**EXERCISE PROMPT:**
Rewrite the items as a numbered list, starting at the line that contains "Target: woman in patterned dress" and continuing through the last line of the items. Leave out any blank lines.

####################

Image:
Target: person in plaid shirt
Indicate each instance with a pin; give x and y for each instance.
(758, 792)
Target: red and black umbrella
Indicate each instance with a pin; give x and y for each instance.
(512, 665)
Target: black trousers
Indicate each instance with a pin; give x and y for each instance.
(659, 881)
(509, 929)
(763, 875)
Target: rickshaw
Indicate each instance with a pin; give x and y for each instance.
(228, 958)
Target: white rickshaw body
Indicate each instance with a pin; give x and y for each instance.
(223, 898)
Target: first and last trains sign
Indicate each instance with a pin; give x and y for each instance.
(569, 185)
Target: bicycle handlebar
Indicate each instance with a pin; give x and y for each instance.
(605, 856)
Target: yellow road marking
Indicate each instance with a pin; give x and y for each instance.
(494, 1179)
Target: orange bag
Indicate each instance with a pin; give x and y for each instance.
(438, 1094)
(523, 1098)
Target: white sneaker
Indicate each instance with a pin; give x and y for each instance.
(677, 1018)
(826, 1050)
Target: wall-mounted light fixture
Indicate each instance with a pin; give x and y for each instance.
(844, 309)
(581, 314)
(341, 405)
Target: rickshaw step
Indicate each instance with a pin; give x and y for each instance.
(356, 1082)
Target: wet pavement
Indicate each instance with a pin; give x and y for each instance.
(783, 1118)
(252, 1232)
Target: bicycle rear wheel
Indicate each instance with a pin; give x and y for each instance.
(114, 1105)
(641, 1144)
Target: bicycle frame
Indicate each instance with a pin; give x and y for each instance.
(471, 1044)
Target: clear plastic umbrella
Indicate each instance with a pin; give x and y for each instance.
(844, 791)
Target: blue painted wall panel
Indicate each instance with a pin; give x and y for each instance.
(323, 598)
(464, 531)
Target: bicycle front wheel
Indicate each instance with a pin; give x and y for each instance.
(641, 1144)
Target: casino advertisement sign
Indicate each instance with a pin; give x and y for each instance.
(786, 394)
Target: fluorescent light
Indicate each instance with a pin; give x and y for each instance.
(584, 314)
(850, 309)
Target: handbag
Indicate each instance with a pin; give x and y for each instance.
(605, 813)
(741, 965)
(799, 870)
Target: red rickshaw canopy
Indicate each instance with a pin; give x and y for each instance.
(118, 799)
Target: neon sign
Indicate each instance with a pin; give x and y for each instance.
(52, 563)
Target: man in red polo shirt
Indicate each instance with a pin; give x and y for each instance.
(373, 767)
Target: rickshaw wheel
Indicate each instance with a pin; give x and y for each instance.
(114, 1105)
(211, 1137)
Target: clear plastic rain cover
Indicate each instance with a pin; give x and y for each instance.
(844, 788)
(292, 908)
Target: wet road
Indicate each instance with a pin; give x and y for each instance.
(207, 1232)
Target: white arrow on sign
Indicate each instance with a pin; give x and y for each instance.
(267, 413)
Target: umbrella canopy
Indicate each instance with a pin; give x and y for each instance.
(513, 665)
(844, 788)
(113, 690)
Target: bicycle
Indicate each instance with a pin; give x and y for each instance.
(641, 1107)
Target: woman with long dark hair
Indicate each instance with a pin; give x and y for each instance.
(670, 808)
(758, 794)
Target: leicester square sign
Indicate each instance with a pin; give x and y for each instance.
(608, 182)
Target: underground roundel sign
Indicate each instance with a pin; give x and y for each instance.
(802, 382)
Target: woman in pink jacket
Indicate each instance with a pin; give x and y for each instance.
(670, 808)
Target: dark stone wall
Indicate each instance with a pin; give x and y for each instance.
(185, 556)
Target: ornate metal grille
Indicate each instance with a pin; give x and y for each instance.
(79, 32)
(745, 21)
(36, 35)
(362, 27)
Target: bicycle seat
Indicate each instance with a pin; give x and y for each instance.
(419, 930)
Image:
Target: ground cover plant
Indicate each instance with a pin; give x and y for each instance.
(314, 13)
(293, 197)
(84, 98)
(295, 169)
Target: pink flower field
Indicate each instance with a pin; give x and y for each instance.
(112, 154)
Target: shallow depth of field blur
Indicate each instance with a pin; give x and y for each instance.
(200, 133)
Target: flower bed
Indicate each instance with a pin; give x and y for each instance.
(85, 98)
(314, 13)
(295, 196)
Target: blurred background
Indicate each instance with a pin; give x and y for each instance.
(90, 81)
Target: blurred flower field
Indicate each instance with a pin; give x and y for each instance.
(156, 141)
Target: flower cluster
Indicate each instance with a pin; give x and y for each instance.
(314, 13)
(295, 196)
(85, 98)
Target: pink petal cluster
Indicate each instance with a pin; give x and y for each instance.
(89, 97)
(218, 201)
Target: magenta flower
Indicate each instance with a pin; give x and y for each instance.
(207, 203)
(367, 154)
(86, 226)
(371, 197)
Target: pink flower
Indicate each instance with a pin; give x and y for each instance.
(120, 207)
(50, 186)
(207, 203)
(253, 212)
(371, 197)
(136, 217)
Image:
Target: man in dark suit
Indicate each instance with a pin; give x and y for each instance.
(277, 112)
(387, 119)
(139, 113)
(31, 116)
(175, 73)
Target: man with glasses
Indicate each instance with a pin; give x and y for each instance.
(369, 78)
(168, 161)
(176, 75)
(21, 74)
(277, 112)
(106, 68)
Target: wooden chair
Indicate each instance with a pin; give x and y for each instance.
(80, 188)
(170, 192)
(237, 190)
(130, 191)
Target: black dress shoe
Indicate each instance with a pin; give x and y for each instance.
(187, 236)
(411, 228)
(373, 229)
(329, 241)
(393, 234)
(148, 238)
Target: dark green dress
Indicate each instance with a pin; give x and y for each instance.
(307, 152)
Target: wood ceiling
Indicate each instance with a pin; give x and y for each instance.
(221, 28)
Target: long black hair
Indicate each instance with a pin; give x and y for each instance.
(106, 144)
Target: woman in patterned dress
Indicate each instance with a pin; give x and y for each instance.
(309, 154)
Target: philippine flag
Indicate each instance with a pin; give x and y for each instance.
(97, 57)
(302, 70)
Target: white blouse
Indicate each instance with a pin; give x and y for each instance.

####################

**RESPONSE TO THIS EXERCISE:**
1. Target: woman in patterned dress
2. Indicate each instance with a pin; give x and y for each instance.
3. (309, 154)
4. Target: philippine flag
5. Indicate each instance with a pin; give x and y for each instance.
6. (97, 57)
7. (302, 70)
8. Target: white blouse
9. Indicate each instance with a pin; give x and y for each instance.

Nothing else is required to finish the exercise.